-- Start Supplied material --

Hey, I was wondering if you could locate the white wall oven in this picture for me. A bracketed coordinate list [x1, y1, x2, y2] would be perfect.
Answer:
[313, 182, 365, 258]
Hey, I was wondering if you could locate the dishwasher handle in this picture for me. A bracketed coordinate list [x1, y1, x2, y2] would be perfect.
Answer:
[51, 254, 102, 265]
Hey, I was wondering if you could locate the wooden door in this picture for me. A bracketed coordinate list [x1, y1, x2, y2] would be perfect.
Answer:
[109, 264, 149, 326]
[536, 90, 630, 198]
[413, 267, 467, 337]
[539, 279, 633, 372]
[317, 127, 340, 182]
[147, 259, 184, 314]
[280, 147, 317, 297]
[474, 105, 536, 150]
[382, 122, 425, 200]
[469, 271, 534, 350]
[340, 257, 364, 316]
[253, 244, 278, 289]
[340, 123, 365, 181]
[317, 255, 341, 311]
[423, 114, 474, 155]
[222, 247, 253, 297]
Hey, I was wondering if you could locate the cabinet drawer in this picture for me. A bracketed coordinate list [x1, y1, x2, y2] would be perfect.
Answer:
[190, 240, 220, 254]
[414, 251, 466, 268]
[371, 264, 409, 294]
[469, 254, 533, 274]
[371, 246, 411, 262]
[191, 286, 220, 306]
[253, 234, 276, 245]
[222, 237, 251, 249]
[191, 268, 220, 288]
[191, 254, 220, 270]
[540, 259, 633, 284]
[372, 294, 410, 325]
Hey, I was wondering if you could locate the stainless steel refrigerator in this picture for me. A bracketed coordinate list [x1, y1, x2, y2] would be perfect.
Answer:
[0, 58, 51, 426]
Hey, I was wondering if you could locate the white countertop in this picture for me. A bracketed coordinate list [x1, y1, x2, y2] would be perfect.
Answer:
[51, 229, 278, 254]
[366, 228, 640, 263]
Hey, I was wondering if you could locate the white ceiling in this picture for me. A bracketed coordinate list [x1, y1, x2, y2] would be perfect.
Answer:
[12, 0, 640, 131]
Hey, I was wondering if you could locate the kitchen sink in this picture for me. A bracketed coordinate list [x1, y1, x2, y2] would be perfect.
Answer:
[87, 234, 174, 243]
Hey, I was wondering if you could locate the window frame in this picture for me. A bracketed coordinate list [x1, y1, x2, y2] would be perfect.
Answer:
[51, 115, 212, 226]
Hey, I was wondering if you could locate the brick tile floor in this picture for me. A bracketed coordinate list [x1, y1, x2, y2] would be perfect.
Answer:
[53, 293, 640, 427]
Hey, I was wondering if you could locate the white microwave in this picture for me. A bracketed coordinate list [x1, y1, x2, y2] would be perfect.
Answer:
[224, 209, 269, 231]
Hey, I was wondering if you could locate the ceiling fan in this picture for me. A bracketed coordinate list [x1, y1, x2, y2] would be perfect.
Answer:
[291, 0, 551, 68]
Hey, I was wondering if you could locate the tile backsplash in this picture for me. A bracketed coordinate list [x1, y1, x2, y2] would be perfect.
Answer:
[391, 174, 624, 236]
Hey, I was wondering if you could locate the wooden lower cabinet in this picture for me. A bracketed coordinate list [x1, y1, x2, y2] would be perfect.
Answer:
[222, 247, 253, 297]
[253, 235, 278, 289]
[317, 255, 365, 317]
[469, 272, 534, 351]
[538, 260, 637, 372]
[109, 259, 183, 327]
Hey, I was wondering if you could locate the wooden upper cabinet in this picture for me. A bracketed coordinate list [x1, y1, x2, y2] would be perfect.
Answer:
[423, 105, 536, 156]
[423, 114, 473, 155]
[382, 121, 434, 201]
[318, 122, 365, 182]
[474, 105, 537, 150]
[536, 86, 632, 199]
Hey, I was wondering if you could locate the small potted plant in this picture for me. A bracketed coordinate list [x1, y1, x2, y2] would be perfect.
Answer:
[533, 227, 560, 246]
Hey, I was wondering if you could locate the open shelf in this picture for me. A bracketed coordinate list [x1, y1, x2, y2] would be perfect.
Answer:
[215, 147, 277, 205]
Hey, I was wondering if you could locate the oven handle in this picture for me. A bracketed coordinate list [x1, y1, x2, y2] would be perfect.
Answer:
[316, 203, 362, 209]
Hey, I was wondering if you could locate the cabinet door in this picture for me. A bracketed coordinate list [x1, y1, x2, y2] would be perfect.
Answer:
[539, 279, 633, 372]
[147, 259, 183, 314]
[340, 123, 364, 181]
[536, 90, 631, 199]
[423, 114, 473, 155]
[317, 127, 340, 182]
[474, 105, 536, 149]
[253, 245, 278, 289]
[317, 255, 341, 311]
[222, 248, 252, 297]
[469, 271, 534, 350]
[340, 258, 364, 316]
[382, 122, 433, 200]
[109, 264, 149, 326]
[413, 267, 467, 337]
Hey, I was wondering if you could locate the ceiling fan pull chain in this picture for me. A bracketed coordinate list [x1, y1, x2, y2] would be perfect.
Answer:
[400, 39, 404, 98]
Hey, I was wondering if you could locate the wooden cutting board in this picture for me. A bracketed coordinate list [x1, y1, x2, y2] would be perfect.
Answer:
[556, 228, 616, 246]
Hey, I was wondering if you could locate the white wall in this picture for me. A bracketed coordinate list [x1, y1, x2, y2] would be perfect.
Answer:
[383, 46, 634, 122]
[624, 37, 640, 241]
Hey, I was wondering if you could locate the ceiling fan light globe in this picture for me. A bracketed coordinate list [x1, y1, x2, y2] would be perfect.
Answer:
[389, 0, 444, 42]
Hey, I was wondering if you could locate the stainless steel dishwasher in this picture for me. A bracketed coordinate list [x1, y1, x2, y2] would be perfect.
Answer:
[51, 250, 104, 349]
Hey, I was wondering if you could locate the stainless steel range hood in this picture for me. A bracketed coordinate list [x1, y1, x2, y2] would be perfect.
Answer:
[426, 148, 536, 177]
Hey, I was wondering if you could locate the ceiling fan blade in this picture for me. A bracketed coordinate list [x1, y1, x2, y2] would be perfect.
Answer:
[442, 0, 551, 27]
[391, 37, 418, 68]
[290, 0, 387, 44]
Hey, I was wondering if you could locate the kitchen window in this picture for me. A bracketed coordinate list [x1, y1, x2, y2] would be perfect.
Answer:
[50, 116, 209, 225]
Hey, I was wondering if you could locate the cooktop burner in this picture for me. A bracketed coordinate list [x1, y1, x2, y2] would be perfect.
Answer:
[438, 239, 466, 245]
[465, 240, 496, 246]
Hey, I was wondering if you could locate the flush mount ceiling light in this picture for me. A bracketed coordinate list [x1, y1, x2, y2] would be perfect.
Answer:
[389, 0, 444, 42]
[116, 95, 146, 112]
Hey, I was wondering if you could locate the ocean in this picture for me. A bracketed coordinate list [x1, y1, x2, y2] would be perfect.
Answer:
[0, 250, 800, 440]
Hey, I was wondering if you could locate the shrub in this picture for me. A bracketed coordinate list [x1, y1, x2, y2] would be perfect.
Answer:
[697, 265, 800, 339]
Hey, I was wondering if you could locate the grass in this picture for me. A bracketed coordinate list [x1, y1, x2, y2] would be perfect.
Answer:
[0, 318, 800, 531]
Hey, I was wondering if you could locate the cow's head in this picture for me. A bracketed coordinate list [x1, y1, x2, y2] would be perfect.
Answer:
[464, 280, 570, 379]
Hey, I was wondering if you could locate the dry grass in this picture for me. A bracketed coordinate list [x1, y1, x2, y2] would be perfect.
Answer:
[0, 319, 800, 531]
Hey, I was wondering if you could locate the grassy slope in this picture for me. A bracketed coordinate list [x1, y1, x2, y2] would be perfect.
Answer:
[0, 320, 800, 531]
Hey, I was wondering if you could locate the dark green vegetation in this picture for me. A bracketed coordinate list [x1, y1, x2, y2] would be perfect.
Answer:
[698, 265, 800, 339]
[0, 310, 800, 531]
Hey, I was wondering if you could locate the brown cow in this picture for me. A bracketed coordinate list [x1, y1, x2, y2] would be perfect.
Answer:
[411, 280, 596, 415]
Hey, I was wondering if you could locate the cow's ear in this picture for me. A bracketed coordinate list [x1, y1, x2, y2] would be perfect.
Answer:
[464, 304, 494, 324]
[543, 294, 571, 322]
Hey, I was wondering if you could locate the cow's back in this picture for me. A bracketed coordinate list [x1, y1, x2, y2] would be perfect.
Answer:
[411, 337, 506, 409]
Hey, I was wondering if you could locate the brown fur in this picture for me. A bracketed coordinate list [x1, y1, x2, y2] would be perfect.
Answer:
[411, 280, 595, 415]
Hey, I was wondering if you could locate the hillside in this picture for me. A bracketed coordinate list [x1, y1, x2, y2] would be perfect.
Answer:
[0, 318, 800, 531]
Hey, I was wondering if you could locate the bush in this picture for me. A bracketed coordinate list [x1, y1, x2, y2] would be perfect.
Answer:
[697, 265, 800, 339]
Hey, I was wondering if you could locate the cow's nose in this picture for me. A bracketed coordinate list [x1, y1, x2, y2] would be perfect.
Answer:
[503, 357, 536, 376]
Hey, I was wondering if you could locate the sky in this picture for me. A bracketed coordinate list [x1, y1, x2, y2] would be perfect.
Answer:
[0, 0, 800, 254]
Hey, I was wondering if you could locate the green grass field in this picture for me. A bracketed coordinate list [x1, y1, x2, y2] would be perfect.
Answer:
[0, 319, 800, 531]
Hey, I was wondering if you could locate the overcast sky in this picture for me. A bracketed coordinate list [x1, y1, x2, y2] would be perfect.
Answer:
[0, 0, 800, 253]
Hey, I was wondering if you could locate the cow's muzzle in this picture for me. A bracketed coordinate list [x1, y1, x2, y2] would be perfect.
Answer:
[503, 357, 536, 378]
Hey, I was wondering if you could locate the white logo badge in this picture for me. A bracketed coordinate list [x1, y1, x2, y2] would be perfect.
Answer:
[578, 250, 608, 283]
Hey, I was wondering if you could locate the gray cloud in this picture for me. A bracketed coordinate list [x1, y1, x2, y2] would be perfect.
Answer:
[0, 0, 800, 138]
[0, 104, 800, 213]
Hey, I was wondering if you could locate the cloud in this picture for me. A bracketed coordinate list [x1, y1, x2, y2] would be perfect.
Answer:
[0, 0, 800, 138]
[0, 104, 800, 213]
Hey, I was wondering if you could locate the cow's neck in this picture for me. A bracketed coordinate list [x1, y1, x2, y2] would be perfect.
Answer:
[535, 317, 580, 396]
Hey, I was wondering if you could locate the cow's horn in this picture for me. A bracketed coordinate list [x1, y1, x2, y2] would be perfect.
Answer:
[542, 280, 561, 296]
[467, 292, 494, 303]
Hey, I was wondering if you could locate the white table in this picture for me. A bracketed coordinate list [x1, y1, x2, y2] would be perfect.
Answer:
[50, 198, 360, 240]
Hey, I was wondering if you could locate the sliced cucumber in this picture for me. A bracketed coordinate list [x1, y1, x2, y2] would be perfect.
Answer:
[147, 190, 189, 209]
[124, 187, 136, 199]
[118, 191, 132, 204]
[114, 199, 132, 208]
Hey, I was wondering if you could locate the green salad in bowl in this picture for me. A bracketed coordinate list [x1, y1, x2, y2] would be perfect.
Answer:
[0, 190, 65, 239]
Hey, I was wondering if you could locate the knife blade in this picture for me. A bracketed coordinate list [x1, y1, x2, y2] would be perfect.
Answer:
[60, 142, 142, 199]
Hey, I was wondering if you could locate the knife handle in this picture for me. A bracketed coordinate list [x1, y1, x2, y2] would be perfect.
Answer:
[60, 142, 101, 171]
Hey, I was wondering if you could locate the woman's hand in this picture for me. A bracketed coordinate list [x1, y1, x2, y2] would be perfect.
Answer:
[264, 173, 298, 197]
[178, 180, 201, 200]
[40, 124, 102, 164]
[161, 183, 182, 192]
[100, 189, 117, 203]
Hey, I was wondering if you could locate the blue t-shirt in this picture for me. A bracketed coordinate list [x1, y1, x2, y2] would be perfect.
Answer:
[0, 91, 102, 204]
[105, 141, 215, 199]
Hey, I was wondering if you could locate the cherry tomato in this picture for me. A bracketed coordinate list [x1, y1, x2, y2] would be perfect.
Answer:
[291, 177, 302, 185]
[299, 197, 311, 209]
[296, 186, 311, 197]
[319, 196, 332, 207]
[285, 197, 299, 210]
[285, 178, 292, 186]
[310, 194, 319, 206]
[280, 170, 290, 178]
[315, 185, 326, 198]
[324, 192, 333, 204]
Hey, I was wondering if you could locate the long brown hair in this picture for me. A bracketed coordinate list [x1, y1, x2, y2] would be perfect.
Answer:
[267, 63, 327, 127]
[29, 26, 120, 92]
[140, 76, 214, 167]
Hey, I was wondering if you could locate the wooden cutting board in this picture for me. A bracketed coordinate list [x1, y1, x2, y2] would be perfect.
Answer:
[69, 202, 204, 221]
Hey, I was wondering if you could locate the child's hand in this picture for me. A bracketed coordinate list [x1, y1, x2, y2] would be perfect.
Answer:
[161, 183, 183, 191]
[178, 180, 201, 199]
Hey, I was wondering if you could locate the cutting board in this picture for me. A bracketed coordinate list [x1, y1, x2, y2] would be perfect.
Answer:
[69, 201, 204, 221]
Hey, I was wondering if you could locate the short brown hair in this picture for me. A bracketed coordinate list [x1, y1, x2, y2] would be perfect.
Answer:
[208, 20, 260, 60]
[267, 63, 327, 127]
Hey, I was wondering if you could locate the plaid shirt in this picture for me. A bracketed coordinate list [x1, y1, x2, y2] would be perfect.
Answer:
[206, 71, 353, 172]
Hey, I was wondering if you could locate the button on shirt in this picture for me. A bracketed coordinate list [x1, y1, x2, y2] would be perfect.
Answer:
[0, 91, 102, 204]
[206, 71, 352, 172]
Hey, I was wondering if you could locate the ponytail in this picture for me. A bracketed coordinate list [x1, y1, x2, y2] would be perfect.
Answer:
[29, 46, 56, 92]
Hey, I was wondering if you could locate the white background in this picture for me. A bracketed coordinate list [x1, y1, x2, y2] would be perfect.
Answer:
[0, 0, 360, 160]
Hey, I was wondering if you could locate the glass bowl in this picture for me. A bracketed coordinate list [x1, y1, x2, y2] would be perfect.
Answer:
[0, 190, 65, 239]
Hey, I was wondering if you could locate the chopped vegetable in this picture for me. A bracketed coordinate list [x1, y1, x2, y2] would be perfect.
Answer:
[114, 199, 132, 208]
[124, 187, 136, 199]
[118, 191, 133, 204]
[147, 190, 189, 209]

-- End Supplied material --

Exercise — Print again the material above, limited to the lines from the one holding "Hey, I was wondering if you could locate the child's" through the last, inclusive.

Exercise result —
Hey, I was wondering if you could locate the child's hand in this picture for me. A bracketed coordinate list [x1, y1, x2, y2] would be perfect.
Answer:
[161, 183, 183, 191]
[178, 180, 201, 199]
Hey, I was wondering if you could locate the cutting board in this picture for me. A bracketed coordinate list [x1, y1, x2, y2] would be perfect.
Answer:
[69, 201, 204, 221]
Hey, I was wondering if you could locate the short brown hair in this picture for me. A bracketed coordinate list [x1, y1, x2, y2] would be perfect.
Answer:
[208, 20, 260, 60]
[267, 63, 327, 127]
Hey, I was wondering if you could locate the plaid shirt in this picture for me. A bracketed coordinate list [x1, y1, x2, y2] would be perfect.
Answer:
[206, 71, 353, 172]
Hey, I was wondering if you could locate the button on shirt in this picture for me. A bracketed coordinate list [x1, y1, x2, y2] would be perfect.
Answer:
[0, 91, 102, 204]
[206, 71, 352, 172]
Hey, I was wondering if you could locate the ponytail in this picture for me. A bracketed coordinate list [x1, y1, x2, y2] would be perfect.
Answer:
[29, 46, 56, 92]
Hey, I was wondering if you could locate the white background in this picture for me. A bracketed coordinate list [x1, y1, x2, y2] would be perfect.
Answer:
[0, 0, 360, 160]
Hey, I was wondering if you could locate the glass bowl in this picture for me. A bracketed coordinate list [x1, y1, x2, y2] would be perfect.
Answer:
[0, 190, 65, 239]
Hey, I was wondering if you could locate the chopped vegetable in this picture for me. A bracketed coordinate list [x1, y1, x2, y2] would be perfect.
Answer:
[114, 199, 132, 208]
[124, 187, 136, 199]
[118, 191, 133, 204]
[147, 190, 189, 209]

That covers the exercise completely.